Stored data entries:

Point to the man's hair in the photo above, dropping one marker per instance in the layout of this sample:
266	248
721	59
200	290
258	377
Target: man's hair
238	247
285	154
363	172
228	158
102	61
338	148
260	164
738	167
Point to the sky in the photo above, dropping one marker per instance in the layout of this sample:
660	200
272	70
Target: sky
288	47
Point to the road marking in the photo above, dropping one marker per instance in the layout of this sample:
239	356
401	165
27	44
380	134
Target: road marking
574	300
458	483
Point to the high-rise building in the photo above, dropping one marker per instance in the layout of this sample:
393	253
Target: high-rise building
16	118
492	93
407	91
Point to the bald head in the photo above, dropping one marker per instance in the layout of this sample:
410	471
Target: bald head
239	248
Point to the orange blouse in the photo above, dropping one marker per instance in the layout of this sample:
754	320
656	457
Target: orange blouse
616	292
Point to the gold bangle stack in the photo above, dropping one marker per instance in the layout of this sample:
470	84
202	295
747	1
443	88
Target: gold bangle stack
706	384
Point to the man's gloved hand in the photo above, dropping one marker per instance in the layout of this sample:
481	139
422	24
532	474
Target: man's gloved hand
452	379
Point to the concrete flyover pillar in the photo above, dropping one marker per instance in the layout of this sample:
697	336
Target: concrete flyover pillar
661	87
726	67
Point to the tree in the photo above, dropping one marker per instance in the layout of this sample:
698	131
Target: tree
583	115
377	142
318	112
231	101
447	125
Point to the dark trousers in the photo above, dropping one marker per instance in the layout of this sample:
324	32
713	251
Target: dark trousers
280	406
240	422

...

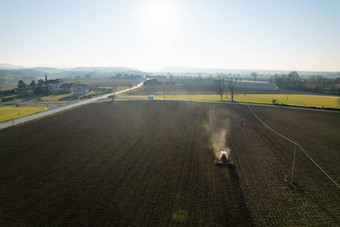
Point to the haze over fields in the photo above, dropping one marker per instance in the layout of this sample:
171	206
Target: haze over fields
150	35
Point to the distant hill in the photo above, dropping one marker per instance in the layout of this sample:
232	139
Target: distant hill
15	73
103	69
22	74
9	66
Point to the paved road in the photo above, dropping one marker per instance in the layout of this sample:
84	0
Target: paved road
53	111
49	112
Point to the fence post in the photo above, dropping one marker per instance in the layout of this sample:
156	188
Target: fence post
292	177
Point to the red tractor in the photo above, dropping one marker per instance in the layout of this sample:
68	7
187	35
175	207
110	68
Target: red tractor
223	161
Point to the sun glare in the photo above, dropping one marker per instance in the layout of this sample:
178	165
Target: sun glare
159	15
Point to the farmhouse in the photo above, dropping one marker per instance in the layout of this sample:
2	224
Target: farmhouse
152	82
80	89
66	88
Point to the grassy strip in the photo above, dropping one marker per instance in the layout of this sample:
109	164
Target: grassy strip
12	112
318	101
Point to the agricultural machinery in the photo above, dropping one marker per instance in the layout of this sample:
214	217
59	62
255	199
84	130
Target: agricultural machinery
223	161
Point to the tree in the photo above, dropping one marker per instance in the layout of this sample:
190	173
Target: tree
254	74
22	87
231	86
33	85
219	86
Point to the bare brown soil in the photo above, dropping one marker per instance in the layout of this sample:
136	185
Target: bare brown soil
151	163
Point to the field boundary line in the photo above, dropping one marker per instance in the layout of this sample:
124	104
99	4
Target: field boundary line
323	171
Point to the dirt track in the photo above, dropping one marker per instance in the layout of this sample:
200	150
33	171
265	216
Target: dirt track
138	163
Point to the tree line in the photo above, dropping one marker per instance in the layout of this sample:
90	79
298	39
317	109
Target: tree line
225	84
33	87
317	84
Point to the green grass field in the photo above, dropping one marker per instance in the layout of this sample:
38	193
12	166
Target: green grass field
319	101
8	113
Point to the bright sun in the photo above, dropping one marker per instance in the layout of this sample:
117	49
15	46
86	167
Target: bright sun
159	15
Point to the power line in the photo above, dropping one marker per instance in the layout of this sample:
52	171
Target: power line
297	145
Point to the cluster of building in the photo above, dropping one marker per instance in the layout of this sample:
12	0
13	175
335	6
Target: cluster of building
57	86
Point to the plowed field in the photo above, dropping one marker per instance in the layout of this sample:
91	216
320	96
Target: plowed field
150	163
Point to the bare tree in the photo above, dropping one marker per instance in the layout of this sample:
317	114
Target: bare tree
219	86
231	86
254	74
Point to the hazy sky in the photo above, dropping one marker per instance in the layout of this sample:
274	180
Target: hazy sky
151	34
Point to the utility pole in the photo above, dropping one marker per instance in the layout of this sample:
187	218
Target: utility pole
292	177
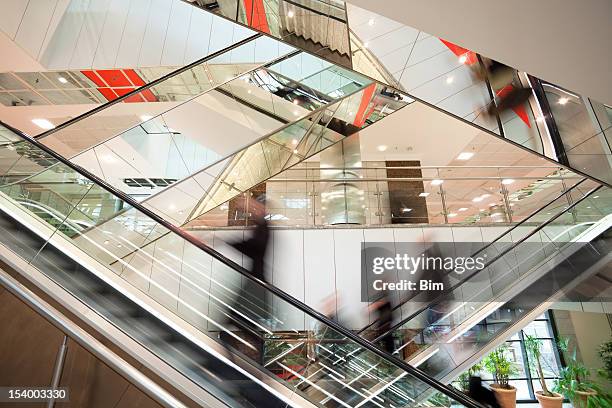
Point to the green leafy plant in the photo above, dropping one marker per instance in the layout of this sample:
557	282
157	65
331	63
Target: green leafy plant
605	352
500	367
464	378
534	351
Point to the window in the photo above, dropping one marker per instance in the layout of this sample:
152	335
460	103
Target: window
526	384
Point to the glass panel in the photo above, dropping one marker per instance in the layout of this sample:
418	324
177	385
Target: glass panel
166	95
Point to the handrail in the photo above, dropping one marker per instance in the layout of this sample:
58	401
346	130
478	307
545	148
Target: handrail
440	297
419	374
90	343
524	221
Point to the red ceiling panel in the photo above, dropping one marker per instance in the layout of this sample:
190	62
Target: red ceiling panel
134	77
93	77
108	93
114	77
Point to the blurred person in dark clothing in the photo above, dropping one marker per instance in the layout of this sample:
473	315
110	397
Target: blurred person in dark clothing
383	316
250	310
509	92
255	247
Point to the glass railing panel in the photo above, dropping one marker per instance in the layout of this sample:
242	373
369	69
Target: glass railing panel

WHAT YOU WILL DO:
Tally the lines in the records above that contain the word "railing". Write the number and nothing else.

ANSWER BOX:
2